Reproduce, word for word, the lines of the rows below from the one containing "the paddle blade, each" to the one containing "[(60, 242)]", including both of those lines and nothing else.

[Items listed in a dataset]
____
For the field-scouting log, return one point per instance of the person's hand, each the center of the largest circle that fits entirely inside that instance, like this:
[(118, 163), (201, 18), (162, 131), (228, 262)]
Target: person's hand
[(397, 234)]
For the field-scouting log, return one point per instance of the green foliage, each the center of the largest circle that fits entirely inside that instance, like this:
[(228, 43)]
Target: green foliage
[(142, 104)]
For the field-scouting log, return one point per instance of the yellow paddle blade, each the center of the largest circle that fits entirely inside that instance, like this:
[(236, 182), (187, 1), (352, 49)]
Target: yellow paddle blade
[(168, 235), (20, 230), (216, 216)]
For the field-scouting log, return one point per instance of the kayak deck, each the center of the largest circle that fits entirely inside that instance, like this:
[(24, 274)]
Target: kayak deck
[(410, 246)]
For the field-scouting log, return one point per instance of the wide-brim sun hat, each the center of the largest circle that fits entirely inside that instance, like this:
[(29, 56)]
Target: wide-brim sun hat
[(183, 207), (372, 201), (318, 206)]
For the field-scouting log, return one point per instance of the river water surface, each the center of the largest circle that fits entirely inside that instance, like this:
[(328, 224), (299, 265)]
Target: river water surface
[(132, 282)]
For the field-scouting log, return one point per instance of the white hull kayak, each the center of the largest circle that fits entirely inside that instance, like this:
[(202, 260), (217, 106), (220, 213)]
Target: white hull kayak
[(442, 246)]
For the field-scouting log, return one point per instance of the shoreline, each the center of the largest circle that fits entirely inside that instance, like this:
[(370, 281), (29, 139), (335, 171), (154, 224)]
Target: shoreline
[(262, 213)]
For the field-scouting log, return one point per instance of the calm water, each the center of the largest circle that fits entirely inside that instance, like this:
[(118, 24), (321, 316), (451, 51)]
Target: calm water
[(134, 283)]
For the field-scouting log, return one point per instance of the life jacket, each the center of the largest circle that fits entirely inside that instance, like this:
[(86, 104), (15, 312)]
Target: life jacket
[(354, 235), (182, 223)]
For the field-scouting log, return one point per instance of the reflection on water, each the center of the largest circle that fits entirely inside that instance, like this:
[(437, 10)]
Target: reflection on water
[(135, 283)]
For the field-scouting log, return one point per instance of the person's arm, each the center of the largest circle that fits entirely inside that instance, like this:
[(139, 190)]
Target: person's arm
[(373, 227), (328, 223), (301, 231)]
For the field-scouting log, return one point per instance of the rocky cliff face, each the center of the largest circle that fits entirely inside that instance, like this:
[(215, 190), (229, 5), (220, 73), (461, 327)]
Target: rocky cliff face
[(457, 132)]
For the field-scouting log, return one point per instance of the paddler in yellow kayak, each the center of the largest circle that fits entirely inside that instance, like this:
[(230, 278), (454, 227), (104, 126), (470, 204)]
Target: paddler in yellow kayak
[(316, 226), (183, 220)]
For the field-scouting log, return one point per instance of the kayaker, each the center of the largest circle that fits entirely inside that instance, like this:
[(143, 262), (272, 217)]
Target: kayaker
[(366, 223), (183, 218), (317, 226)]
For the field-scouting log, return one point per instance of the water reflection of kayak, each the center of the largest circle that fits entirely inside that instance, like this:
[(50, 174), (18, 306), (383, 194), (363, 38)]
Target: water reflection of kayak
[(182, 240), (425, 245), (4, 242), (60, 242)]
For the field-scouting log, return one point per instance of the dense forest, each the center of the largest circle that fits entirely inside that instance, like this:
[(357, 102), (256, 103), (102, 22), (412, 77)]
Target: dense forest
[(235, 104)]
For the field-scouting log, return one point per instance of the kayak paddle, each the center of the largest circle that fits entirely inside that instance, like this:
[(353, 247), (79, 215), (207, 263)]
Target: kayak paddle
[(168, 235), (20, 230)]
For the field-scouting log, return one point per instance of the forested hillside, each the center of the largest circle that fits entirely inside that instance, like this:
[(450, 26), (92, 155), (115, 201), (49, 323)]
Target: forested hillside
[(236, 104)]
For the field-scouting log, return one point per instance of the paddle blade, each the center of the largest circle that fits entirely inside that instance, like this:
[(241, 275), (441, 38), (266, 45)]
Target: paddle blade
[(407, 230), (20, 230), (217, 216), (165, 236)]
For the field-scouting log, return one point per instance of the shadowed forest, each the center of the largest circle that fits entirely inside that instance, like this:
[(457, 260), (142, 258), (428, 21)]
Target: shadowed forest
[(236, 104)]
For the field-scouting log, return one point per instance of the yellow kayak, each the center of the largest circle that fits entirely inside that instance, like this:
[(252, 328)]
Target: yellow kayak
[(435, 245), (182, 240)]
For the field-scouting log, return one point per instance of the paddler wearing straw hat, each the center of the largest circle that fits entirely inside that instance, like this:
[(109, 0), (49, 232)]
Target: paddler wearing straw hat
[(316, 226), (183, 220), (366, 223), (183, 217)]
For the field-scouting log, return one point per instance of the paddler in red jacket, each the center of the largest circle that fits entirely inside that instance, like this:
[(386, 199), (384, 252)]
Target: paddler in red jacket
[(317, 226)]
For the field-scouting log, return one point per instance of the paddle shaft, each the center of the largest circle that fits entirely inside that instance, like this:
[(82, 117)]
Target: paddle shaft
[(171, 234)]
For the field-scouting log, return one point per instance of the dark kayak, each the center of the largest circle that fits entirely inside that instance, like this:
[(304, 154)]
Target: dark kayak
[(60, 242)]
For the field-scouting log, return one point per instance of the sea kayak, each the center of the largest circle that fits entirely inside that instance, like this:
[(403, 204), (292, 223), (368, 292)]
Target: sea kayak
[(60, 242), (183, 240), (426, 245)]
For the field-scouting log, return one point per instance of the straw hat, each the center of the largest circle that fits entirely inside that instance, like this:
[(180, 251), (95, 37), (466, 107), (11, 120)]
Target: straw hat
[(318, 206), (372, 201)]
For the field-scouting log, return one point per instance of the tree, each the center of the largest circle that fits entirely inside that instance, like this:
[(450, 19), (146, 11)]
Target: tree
____
Answer in full:
For the field-scouting log, return one point per instance of the paddle blade, each the center of the largest circle that fits entirely inside that instance, like this:
[(241, 275), (441, 38), (266, 45)]
Target: paddle blade
[(407, 230), (20, 230), (217, 216), (165, 236)]
For the field-scouting log, return one point per instance of the shadowed forest, each the center of the largest circle that fits entirely inside that instance, like this:
[(457, 260), (142, 258), (428, 21)]
Target: shadowed forest
[(236, 104)]
For the field-scouting log, return one point per instance of the yellow kayak, each the center of the largest circle that fits entirely inside that instance, like this:
[(252, 328)]
Target: yellow kayak
[(435, 245), (182, 240)]
For the field-scouting log, return one point per instance of the paddler wearing straw hat, each the center of the largest circle that fits entirely inside that instance, like this:
[(109, 0), (49, 232)]
Target: paddler wearing straw hat
[(316, 226), (183, 220), (366, 223), (183, 217)]
For the field-scouting log, return one point per instance of the paddler in red jacket, each the center of the largest circle that fits entirely inside that instance, like this:
[(386, 199), (384, 252)]
Target: paddler in red jacket
[(317, 226)]
For the field-scouting log, return one point per instance of the paddle shaft, each the center of the largest circle that fits entirely inside that instance, like this:
[(82, 117)]
Target: paddle shaft
[(171, 234)]
For the field-scouting log, return one point per instance of the dark kayak, each the center of the largest circle that fits entirely inside that instance, like this:
[(304, 154)]
Target: dark kayak
[(60, 242)]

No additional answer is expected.